[EXTRACTO DEL TEXTO]
= = =

Johann Baptist Metz,
“Memoria
passionis:
una evocación provocadora en una sociedad pluralista”,
pp. 204-208
Ciertamente, la
situación actual (en el proceso de globalización) manifiesta potenciales de
conflicto absolutamente nuevos, caracterizados no sólo por antagonismos
sociales, sino también -y sobre todo- por antagonismos religiosos y culturales.
En otros textos he formulado la propuesta de un programa cristiano para el
mundo estructurado en torno a la idea de compassio. Aquí, sin embargo,
me gustaría llamar la atención sobre puntos de vista que -¡sin estar
resueltos!- proceden de una época en la que el globo todavía se podía dividir
sin problemas en Primer, Segundo, Tercer (y Cuarto) Mundos.
1.- La Europa de la ilustración
política
Los europeos
somos todavía universalistas; actuamos movidos por la curiosidad, pero también
de forma insensible; seguimos siendo considerados gentes que cruzan fronteras y
superan límites, conquistadores y dominadores, misioneros, «exportadores», y
siempre y en todo, euro-céntricos.
¿Qué hay de
cierto en ello? ¿Qué ha cambiado? ¿Qué es importante tener en cuenta, de cara
precisamente al entendimiento de Occidente con el «resto del mundo»?
Permítaseme
decir, en primer lugar, una palabra sobre la importancia que aún conserva
Europa, sobre la misión que todavía tiene en el mundo actual en relación con el
mundo no europeo. Europa es el hogar
cultural y político de un universalismo que, en su esencia, resulta
estrictamente anti-eurocéntrico. No me refiero aquí a la Europa del dominio
racional y comercial, ni a la Europa de la civilización científico-técnica,
sino a la Europa de la ilustración política. Es cierto que, al principio, el
universalismo anhelante de libertad y justicia de la Ilustración no fue
universal más que en sentido semántico y que, en su desarrollo concreto, ha
seguido siendo particularista hasta hoy. No obstante, ha fundado una
nueva cultura política y hermenéutica que aspira al reconocimiento de la
libertad y dignidad de sujeto de todos los seres humanos.
Lo cual, a la
vista de las preguntas que acabamos de formular, significa que el
reconocimiento de la autenticidad cultural no debe suponer la renuncia al
universalismo de los derechos humanos desarrollado en las tradiciones europeas.
Juntamente con su profundización teológica, según la cual la única
macro-narración que sigue teniendo vigencia es la historia en cuanto historia
de la pasión (de los seres humanos), este universalismo de los derechos humanos
garantiza que el pluralismo cultural no degenera en mero relativismo, que el
reconocimiento de los otros en su alteridad conserva su potencial de verdad.

= = =

[QUÉ HARÁS]
1 > Según el extracto sobre la memoria passionis, ¿por qué el reconocimiento de la autenticidad cultural no debe suponer la renuncia al universalismo de los derechos humanos?
2 > ¿Qué calificativos enumera el extracto sobre la memoria passionis después de las palabras «seguimos siendo considerados» para describir a los europeos?
3 > ¿Puedes prolongar el extracto sobre la memoria passionis a partir de su última oración?

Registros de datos
= = =

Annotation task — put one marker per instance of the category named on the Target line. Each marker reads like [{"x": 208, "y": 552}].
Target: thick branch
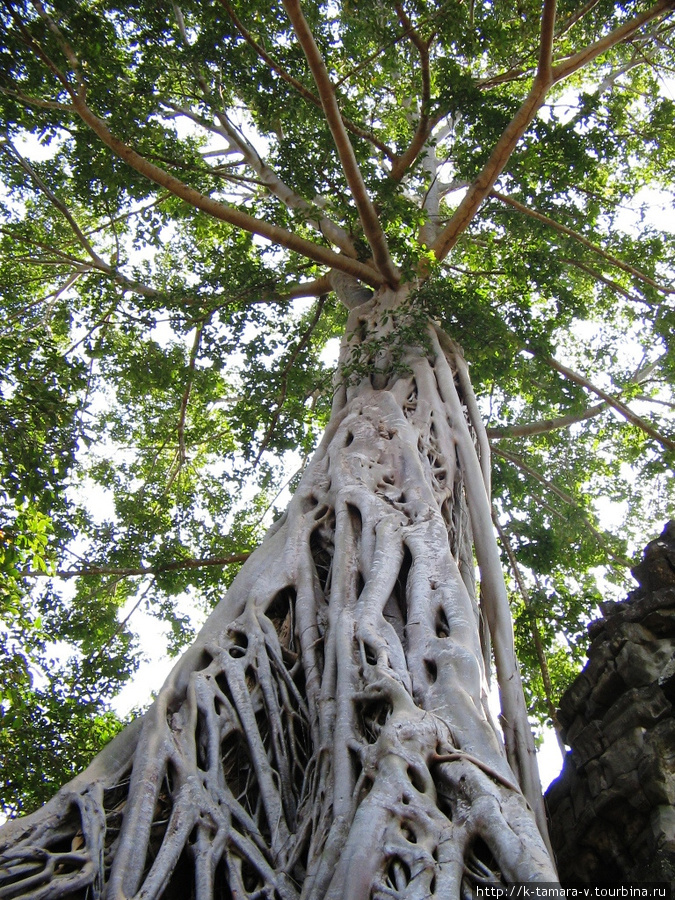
[
  {"x": 423, "y": 130},
  {"x": 269, "y": 178},
  {"x": 544, "y": 426},
  {"x": 367, "y": 213},
  {"x": 299, "y": 87},
  {"x": 563, "y": 229},
  {"x": 221, "y": 211},
  {"x": 544, "y": 79},
  {"x": 588, "y": 54}
]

= = =

[RESPUESTAS DEL EJERCICIO]
1 > Porque ese universalismo de los derechos humanos, junto con su profundización teológica, garantiza que el pluralismo cultural no degenere en mero relativismo. Además, asegura que el reconocimiento de los otros en su alteridad conserve su potencial de verdad.

2 >
- Gentes que cruzan fronteras y superan límites
- Conquistadores
- Dominadores
- Misioneros
- «Exportadores»
- Euro-céntricos

3 >
Por eso habría que reflexionar aquí detenidamente sobre el siguiente axioma: los derechos humanos suspenden el derecho
internacional o de gentes, los derechos humanos suspenden los derechos
culturales.
Sin embargo, me
gustaría abordar de inmediato un punto que hace referencia explícita a la
relación entre los dos continentes (sic) de los que estamos tratando. Mi pregunta crítica reza: ¿no existen en la
actual política mundial dos raseros diferentes para hablar de derechos humanos?
¿Qué ha sido, qué es, del derecho de expresión de los países pobres de esta
Tierra en lo que se refiere a la dignidad y libertad de sus habitantes?
En la
actualidad, como se ha dicho, se debate la idea de que, bajo determinadas
circunstancias, los derechos humanos suspenden el derecho internacional. Pero
¿no es chocante el hecho de que en Europa siempre pensemos espontáneamente en
las situaciones de crisis de los países pobres en las que estaríamos obligados
a intervenir para salvaguardar los derechos humanos? ¿A quién de nosotros se le ocurre pensar que también los países pobres
podrían tener derecho a inmiscuirse en la política internacional de los países
industrializados del Norte y demandar una más decidida democratización de la
economía mundial? ¿A quién de nosotros se le ocurre pensar que los países
pobres podrían tener derecho a cuestionar la soberanía de los países ricos, los
cuales, a la postre, amén de ser responsables de las catástrofes ecológicas,
han impuesto a los pueblos y culturas pobres (e inmersos en otros cauces de desarrollo)
de esta Tierra una presión de modernización y aceleración que no sólo no
fomenta en tales países formas de vida a la altura de la dignidad humana, sino
que incluso destruye las existentes?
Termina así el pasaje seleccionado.